Document section:
By Kara Witherow, Editor
Psalm 23 runs on a continuous loop in Brandy Floyd’s head these days.
“Even though I walk through the darkest valley, I fear no evil; for you are with me…”
Floyd, a busy physician assistant in Blakely and member of Blakely First United Methodist Church, is concerned about her patients, her family, and her community.
In the past two months, her family practice clinic, Pioneer Family Medical, has had to convert to telemedicine as the COVID-19 pandemic took hold of the small town.
Instead of examining patients face to face, the clinic is now treating 40 to 60 patients virtually each day, mostly via phone. If a patient needs testing, a nurse will don personal protective equipment (PPE) and conduct the testing at the patient’s car.
“We’re having to determine the difference between allergies and coronavirus over the phone. It’s very hard to determine sometime,” said Floyd, who also treats nursing home patients every other month. “I’m reassuring a lot of people, prescribing medicine over the phone … our goal here is to keep patients out of the emergency room.”
Early County, in rural southwest Georgia, had, as of Monday, May 4, 221 coronavirus cases, 23 deaths, and 13 hospitalizations, according to the Georgia Department of Public Health.
More than 1,178,200 people in the United States have been infected with the coronavirus and at least 68,300 have died, according to a New York Times database. More than 1,000 additional deaths have been announced every day since April 2.
For Floyd, the COVID-19 crisis has changed everything about the way she practices medicine.

Data below:

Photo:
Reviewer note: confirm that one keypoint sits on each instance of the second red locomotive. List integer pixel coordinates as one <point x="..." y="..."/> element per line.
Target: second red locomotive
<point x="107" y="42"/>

Problems to solve:
1 – From the article on Brandy Floyd's medical practice, list each Early County coronavirus figure reported as of Monday, May 4, along with what it counts.
2 – Return the stretch of the article on Brandy Floyd's medical practice from "By Kara Witherow, Editor" through "and her community.", word for word.

Solution list:
1 –
221 coronavirus cases
23 deaths
13 hospitalizations

2 –
By Kara Witherow, Editor
Psalm 23 runs on a continuous loop in Brandy Floyd’s head these days.
“Even though I walk through the darkest valley, I fear no evil; for you are with me…”
Floyd, a busy physician assistant in Blakely and member of Blakely First United Methodist Church, is concerned about her patients, her family, and her community.